*Task to complete*
The required result is a copy of each line below in which "fence" appears.

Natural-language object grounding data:

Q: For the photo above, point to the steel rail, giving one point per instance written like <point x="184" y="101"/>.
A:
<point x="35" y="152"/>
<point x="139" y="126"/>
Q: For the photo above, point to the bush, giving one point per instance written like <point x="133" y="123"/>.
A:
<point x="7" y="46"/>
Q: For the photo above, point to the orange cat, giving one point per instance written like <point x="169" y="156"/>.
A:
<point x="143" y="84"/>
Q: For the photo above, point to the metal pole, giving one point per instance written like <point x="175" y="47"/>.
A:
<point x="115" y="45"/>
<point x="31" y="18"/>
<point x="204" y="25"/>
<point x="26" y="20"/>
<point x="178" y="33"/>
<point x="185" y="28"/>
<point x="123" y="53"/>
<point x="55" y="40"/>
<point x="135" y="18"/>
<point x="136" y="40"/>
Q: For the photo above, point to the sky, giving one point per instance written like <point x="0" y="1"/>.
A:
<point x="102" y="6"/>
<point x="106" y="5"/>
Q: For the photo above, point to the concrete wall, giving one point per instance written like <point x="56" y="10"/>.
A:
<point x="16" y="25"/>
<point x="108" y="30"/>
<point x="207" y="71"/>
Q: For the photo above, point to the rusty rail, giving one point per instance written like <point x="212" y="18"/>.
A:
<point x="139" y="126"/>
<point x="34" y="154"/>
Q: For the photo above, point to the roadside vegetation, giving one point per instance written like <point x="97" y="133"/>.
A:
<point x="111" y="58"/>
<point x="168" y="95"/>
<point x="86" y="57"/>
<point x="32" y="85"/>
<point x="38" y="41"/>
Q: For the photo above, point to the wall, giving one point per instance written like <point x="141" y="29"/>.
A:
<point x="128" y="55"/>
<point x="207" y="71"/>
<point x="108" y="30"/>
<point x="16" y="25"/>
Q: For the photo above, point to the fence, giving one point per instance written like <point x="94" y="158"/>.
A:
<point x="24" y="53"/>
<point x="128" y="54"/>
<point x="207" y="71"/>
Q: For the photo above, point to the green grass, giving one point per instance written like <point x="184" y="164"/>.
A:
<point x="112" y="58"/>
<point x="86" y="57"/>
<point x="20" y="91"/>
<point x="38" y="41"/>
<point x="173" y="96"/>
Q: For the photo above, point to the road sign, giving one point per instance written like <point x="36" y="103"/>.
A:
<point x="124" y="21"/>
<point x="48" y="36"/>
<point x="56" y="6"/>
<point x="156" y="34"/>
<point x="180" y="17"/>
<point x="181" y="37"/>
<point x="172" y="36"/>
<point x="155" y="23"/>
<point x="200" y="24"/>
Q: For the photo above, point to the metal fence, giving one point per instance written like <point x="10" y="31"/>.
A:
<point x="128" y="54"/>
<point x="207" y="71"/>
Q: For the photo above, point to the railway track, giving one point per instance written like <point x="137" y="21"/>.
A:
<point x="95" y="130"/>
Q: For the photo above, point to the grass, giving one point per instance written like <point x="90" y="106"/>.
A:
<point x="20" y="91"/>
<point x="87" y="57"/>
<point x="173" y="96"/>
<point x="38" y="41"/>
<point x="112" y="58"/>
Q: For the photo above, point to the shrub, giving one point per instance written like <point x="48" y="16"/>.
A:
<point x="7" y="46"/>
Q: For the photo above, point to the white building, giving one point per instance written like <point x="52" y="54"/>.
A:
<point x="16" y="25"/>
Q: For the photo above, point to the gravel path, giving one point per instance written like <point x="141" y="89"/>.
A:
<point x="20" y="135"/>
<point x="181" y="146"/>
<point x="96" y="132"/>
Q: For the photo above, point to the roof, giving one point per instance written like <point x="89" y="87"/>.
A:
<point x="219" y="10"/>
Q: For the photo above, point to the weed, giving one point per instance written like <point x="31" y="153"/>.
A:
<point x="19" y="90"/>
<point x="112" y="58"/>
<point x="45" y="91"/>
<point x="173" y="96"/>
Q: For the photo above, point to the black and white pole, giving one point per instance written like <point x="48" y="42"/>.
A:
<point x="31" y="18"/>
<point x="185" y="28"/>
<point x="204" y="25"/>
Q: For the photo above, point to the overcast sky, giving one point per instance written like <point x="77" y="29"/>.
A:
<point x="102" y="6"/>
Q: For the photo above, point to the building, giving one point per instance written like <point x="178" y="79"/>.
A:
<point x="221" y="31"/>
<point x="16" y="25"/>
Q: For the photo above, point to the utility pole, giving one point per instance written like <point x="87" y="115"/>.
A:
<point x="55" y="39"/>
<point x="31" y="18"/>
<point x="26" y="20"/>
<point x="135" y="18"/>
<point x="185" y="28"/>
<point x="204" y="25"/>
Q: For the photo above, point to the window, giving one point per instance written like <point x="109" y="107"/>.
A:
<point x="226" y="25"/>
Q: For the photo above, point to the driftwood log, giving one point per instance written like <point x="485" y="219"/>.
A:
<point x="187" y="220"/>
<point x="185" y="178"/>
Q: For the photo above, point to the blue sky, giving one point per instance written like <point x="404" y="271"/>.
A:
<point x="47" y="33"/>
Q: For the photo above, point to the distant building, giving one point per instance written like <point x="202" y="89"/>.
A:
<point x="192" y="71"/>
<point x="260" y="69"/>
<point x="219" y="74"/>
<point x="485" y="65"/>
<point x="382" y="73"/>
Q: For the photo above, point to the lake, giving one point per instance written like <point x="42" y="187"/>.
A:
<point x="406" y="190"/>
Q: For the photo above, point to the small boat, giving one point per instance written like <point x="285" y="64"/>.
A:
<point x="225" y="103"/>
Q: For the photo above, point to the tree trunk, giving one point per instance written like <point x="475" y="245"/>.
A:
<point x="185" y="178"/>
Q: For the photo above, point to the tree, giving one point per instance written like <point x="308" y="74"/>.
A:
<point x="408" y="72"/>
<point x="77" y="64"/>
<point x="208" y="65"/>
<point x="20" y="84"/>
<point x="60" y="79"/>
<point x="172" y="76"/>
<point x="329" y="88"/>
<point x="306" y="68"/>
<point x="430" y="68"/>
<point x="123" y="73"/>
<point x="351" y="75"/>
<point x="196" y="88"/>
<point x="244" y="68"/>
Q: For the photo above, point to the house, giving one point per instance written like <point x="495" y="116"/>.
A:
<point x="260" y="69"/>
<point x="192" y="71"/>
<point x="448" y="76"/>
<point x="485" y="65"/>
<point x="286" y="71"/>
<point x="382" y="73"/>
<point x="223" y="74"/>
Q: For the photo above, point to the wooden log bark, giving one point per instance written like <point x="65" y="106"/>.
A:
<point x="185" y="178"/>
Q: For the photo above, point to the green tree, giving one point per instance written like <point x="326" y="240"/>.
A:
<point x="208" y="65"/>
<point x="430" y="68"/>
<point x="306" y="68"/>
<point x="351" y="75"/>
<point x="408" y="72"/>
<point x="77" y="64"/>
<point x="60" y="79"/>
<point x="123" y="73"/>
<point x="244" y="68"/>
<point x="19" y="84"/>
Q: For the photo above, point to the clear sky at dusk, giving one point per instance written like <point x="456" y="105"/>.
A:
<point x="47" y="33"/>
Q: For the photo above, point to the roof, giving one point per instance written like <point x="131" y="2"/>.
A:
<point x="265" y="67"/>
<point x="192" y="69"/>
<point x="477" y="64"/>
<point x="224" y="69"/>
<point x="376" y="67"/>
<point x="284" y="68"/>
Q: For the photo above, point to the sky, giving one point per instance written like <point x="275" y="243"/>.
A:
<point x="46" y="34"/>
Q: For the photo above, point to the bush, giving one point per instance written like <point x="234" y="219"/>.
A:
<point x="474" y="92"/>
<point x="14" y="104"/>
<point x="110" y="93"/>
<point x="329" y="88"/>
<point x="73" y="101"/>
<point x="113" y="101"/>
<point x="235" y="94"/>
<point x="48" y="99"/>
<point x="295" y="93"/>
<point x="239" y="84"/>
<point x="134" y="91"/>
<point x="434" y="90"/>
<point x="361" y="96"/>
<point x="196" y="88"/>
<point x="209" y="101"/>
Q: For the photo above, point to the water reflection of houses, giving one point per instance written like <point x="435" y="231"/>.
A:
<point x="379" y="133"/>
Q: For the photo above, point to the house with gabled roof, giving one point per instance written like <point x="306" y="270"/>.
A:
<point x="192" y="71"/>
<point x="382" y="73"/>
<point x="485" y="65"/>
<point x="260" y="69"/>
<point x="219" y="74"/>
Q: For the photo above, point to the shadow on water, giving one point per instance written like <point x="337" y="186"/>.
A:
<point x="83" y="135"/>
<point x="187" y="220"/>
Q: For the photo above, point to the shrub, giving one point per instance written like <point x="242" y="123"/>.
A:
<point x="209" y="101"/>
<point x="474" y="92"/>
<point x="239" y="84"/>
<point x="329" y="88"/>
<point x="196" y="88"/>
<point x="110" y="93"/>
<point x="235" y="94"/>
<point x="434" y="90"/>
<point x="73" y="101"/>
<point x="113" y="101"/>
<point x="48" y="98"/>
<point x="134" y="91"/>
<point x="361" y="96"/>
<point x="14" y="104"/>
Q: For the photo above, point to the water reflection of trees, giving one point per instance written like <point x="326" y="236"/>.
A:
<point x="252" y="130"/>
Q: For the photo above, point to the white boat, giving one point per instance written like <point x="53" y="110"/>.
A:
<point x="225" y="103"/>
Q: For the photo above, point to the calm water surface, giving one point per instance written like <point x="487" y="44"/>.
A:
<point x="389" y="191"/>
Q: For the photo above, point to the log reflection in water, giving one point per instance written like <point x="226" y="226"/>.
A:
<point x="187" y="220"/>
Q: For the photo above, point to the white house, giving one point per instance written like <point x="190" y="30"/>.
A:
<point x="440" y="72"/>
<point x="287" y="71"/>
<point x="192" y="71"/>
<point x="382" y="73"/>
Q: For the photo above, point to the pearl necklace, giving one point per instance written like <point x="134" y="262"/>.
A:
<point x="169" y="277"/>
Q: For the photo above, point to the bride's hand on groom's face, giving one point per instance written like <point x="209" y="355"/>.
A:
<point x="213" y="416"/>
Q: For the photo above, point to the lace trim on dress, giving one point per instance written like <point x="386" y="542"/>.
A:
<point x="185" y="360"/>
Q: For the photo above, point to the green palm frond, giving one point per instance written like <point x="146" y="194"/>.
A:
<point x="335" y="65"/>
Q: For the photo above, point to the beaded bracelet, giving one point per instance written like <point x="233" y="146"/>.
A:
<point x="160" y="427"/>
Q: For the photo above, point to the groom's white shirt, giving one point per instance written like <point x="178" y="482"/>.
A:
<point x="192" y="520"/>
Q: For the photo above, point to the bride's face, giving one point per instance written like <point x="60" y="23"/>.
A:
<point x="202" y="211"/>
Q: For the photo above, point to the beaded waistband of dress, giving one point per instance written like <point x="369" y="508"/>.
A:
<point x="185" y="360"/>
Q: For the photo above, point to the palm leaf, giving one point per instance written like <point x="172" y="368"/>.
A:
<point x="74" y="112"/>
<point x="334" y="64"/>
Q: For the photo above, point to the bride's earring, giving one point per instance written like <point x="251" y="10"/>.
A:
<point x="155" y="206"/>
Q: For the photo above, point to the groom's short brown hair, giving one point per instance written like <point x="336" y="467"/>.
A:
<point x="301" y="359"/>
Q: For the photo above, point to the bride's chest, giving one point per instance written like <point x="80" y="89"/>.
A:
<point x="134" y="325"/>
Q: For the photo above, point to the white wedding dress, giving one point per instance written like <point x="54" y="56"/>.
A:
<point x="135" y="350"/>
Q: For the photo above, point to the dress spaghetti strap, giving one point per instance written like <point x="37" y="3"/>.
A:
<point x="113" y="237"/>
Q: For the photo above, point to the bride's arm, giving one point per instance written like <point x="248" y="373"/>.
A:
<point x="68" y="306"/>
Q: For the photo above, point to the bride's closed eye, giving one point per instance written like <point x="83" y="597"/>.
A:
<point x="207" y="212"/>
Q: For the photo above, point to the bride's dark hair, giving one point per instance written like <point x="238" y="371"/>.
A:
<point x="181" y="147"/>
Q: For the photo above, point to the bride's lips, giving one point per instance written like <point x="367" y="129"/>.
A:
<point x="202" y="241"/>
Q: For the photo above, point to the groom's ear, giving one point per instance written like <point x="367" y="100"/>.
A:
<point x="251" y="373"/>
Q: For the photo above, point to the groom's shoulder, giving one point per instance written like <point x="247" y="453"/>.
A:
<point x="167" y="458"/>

*Solved exercise*
Q: For the photo above, point to the fence, giving one point per instance written like <point x="94" y="158"/>.
Q: For the photo above, point to the metal fence, giving one point per instance written like <point x="10" y="31"/>.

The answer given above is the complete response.